Reading text:
Of course, it’s possible this was simply the result of the two countries’ aggressive vaccination drives, which have prioritized older adults, and entirely left out kids under sixteen years. (Though that wouldn’t change the fact that kids are clearly still being infected in significant numbers by the new strain).
But this doesn’t explain the situation in Italy, whose own vaccine rollout has lagged, and where the British variant has forced a new round of school closures in highly infected areas. First, one village saw a tenth of its population contract the virus, 60 percent of whom were young kids or babies. Now, cases in Milan’s schools have spiked 33 percent in one week as the strain spread through even nursery schools, while the country has reported more new cases among young people than older, flipping the trend that prevailed earlier in the pandemic. Similarly, in Japan, the British variant led to case clusters at a childcare center and a nursery school.
It’s yet another reminder of how wildly out of step official US attitudes and discourse are on the virus. Though Trump and the GOP are widely and correctly characterized as disdainful of science and out of touch with reality when it comes to the pandemic, the overall center of political gravity in the United States is so untethered to global scientific consensus that its leading liberal voices and even its public health officials are to the right of other countries’ right-wing leaders. And with no alternative narrative being offered, either in the political system or the media, most people naturally assume these are the only possible ways forward.
The fact that a recent study concluded the British strain isn’t causing worse illness in kids than the previous one is cold comfort. Kids are still being hospitalized and dying, and they seem to be increasingly suffering from a rare inflammatory syndrome because of it, leaving a significant fraction of them with kidney injuries and other serious aftereffects. Perhaps some parents would still be willing to roll the dice on their kids’ health if they knew all this. But it’s hard to imagine the vast majority would.

Data provided:
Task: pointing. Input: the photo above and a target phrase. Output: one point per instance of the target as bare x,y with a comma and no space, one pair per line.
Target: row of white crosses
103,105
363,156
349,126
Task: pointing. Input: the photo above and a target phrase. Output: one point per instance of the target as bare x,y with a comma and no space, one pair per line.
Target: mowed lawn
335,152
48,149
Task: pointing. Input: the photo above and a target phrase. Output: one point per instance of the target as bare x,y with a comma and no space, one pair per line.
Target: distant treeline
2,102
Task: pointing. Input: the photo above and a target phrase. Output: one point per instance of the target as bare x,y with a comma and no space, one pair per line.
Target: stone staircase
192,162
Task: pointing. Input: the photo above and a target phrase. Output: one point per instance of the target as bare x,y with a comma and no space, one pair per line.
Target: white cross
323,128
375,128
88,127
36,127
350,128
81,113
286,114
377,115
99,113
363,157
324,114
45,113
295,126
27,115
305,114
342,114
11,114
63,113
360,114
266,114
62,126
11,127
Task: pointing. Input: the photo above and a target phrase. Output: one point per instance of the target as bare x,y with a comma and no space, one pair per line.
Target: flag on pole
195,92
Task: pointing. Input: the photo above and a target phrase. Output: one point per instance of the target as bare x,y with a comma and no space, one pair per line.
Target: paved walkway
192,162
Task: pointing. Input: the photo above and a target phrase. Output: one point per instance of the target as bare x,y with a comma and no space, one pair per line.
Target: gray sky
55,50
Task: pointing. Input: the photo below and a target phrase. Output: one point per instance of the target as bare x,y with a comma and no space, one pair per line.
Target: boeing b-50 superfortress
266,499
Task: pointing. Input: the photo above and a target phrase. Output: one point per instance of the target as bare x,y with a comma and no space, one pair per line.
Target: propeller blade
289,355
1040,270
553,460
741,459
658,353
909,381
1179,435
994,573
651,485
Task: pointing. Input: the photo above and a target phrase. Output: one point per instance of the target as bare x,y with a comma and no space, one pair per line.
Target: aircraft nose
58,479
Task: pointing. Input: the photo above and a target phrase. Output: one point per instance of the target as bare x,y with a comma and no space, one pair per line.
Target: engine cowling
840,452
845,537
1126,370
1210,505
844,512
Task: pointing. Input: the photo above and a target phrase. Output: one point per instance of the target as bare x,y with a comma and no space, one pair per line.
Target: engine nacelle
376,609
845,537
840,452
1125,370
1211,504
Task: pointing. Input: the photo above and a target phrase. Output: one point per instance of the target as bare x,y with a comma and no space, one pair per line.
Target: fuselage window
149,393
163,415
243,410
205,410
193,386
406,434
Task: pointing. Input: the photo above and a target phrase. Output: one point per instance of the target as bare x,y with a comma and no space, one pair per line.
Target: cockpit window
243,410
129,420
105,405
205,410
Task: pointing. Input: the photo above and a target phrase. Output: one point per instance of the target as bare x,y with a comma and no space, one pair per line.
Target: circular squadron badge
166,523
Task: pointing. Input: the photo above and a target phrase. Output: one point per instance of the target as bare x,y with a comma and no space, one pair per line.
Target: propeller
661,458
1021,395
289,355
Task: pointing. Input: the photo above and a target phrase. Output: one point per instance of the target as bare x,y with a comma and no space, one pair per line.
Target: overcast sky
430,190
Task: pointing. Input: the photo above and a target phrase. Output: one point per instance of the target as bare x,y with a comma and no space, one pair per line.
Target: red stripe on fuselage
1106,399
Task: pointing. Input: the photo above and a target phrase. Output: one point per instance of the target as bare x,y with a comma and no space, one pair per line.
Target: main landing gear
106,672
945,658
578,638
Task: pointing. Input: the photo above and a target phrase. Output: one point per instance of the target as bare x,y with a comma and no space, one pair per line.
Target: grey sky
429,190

Problem statement: Extend the text about the British variant's spread among children past its final sentence. The lines are separate material and have no connection to the text.

Response:
The virus’s spread among and by kids also has implications for all other Americans. US cases sharply dropped as the country came out of winter, but plateaued at a still-alarming level, and experts are warning a combination of new strains and yet another round of premature reopening has left the country on the brink of a fourth wave. The more vaccine-resistant South African strain is also spreading.
Meanwhile, Biden is only promising the United States will have enough vaccines on hand for every adult — which, crucially, is itself distinct from having every adult vaccinated — by the middle of May, after his own deadline for when schools will reopen. So the push to reopen schools could end up not just harming kids, but accelerating the virus’s spread through communities as a whole, causing even more death and illness.
Teachers are right to be careful. Politicians both liberal and conservative, together with — tragically — some public health officials, are pushing a risky course of action out of step with the experience of other parts of the world. Worse, by invoking “science” to do it, they are misleading the parents who stand to lose most if the strain surging through the country does exactly what it’s already done in other countries. The fact that it’s being justified with appeals to social justice is especially perverse, given which communities will be hurt most if the virus starts tearing through American children.
The evidence is clear: Kids do get infected, they do get sick, they do transmit the virus, and schools can be a key source of transmission. If only it were Trump saying the opposite again — then perhaps people might listen.